▶ _Stated goal_: Copy the material below with every "Point out" replaced by "Locate" and nothing else changed. Leave out the pictures.

▶ _Records for this exercise_:
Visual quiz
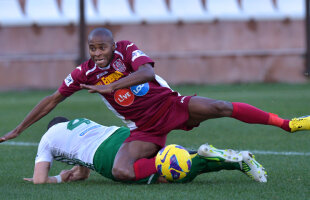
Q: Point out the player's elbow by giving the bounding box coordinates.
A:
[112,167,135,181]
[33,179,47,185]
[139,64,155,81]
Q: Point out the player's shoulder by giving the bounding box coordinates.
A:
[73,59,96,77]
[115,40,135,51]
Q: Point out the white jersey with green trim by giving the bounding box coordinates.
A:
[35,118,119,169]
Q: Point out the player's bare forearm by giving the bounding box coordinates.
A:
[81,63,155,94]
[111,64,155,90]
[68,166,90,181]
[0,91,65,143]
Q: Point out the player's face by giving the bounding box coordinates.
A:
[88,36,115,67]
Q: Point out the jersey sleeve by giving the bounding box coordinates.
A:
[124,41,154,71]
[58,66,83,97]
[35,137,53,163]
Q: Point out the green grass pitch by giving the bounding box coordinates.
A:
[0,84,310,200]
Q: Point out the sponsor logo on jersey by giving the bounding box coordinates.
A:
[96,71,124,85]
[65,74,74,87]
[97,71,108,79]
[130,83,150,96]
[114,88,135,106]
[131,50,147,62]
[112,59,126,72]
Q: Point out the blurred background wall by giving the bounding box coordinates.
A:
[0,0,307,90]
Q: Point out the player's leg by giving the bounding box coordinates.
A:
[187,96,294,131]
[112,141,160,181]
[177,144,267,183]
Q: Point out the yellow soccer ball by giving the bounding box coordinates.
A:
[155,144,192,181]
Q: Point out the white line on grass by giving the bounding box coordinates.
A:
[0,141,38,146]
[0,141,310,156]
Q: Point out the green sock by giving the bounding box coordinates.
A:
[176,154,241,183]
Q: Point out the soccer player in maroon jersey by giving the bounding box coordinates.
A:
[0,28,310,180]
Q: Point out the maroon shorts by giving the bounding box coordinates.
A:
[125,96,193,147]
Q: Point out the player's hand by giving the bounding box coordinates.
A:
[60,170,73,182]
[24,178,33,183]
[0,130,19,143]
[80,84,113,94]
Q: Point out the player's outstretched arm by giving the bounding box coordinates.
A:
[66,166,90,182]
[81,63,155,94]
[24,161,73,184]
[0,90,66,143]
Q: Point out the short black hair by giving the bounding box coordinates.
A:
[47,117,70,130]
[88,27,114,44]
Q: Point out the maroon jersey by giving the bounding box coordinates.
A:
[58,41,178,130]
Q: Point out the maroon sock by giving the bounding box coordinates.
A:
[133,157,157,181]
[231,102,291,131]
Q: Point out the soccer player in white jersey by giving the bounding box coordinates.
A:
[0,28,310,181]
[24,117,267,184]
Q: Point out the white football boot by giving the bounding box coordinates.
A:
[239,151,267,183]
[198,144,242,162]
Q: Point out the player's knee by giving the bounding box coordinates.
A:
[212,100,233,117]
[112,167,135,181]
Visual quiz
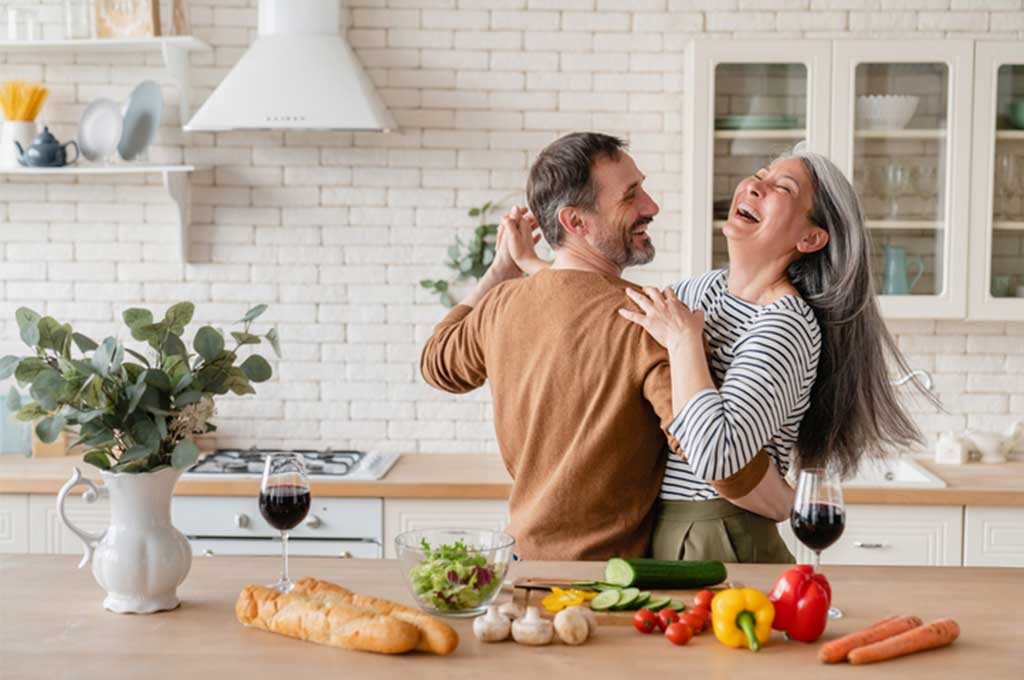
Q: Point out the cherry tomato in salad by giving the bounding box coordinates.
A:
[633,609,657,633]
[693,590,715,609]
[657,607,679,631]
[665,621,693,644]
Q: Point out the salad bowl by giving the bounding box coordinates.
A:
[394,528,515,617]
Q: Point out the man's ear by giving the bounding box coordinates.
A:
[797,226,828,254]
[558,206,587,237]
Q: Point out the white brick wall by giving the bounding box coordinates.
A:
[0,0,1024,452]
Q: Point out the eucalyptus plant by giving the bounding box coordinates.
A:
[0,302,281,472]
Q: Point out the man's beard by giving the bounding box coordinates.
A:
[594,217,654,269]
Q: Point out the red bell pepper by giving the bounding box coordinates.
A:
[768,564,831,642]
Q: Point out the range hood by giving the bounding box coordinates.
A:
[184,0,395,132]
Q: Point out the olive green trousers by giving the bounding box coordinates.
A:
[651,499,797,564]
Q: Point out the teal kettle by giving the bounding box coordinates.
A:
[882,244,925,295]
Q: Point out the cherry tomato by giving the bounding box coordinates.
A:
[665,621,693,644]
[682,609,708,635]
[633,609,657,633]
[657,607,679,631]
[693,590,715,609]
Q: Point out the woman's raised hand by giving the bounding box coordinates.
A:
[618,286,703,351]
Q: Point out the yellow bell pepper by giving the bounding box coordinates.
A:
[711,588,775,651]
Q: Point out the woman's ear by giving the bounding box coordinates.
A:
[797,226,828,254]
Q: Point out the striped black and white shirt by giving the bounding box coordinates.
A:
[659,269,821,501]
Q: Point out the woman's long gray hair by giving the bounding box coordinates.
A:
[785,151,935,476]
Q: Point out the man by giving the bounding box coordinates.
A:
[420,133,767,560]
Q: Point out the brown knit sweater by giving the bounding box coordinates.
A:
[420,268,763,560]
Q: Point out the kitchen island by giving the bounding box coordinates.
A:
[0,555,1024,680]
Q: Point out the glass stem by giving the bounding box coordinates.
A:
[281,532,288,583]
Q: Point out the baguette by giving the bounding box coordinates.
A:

▶ _Completed exercise_:
Visual quiz
Q: Locate the player's elbow by giving the bounding box coordinates.
A:
[112,167,135,181]
[33,179,47,185]
[139,64,155,81]
Q: Locate the player's shoulder by giving the bounding box coordinates.
A:
[73,59,96,77]
[115,40,135,51]
Q: Locate the white jersey with green trim by giving the bounding box coordinates.
A:
[35,118,119,169]
Q: Locate the player's bare forearm by giving the bounding box coordinates.
A:
[81,63,155,94]
[111,64,155,90]
[68,166,90,181]
[0,91,65,143]
Q: Locate the player's face by giving the bounding box coordinates.
A:
[88,36,115,67]
Q: Locate the jersey sleeve by giving the bounding box coordinates.
A:
[124,41,154,71]
[58,66,83,97]
[35,137,53,163]
Q: Locate the green grass pitch by giving the bounding box coordinates.
A:
[0,84,310,200]
Q: Locate the sponsor logo on jersey by giving the bounding box coordinates.
A:
[96,71,124,85]
[65,74,74,87]
[97,71,108,79]
[130,83,150,96]
[114,88,135,106]
[131,50,147,62]
[112,59,126,72]
Q: Locate the blurred background wall by giving the bounding box coordinates.
A:
[0,0,307,90]
Q: Locate the player's leg by giving the bounding box coordinates.
A:
[187,96,294,131]
[112,141,160,181]
[177,144,267,183]
Q: Locate the yellow soccer ball by giving the bounding box coordinates.
A:
[155,144,192,181]
Q: Locate the white line on grass by giving the bounding box coordinates.
A:
[0,141,38,146]
[0,141,310,156]
Q: Locate the green sock by giving the bounding box coordinates.
A:
[176,154,241,183]
Q: Locate the soccer player in maroon jersey by giving the bounding box coordinates.
A:
[0,28,310,180]
Q: Locate the maroon shorts by giving the bounding box coordinates.
A:
[125,96,193,147]
Q: Locate the player's hand by giving the bounding box coordinates.
A:
[60,170,73,182]
[24,178,33,183]
[0,130,19,143]
[80,84,113,94]
Q: Locate the player's outstretched arm by giving the bounding box coordinates.
A:
[66,166,90,182]
[81,63,155,94]
[24,161,73,184]
[0,90,66,143]
Q: Locate the short black hair by giving the bounding box coordinates.
A:
[47,117,70,130]
[88,27,114,44]
Q: Locate the maroon jersey by giving the bounding box coordinates.
A:
[58,41,178,130]
Q: Locate the maroon sock by giving the bounding box coordinates.
A:
[133,157,157,181]
[231,102,291,131]
Q: Locate the soccer player in white jersey by giving the bounding box coordinates.
A:
[0,28,310,181]
[24,117,267,184]
Q: Locate the white football boot by giving the bounding box coordinates.
A:
[239,151,267,183]
[198,144,242,162]
Q: Locate the player's knee by giving the bounding box coordinates.
A:
[212,100,233,117]
[112,167,135,181]
Visual quiz
Q: Locate the cherry tomato in salad by giving the bounding box coordinates.
A:
[633,609,657,633]
[693,590,715,609]
[657,607,679,631]
[665,621,693,644]
Q: Locate the salad bowl by giving the bounding box coordinates.
A:
[394,528,515,617]
Q: Locate the man's ear by giving the bounding box coordinates.
A:
[797,226,828,254]
[558,206,587,237]
Q: Locate the white brick wall by giving the bounding box coordinates.
A:
[0,0,1024,452]
Q: Locate the eucalyptus plant by giving the bounding box coordinates.
A:
[0,302,281,472]
Q: Locate the man's beard by giving the bounding box coordinates.
A:
[594,217,654,269]
Q: Locate the red bell pepper by giving the bounding box coordinates.
A:
[768,564,831,642]
Q: Locate the range hood by giving the bounding box coordinates.
A:
[184,0,395,132]
Q: Locate the olive green trousers by giving the bounding box coordinates.
A:
[651,499,797,564]
Q: Locate the teal kettle by giving the bounding box coordinates.
A:
[882,244,925,295]
Q: Locate the cherry tomato by giving the bounding box coordinates.
A:
[665,621,693,644]
[682,609,708,635]
[633,609,657,633]
[657,607,679,631]
[693,590,715,609]
Q: Locate the woman's raised hand by giving the bounding box coordinates.
A:
[618,286,703,351]
Q: Locate the yellow bell pepper by giving the bounding box coordinates.
A:
[711,588,775,651]
Q: Locate the woman's ear by giving the bounding box coordinates.
A:
[797,226,828,254]
Q: Locate the striped black and white shirt by giving the bounding box coordinates.
A:
[659,269,821,501]
Q: Locate the woman's long gray hair by giving the bounding box coordinates.
A:
[785,151,935,476]
Q: Locate the man by giving the bounding box coordinates.
A:
[420,133,767,560]
Q: Locate the brown knit sweater by giving the bounding box coordinates.
A:
[420,268,763,560]
Q: Locate the kitchen island by giving the bounding box coordinates.
A:
[0,555,1024,680]
Q: Locate the glass stem by giving the bounding box coordinates.
A:
[281,532,288,583]
Q: Locate the baguette by giving the bounding box coordinates.
A:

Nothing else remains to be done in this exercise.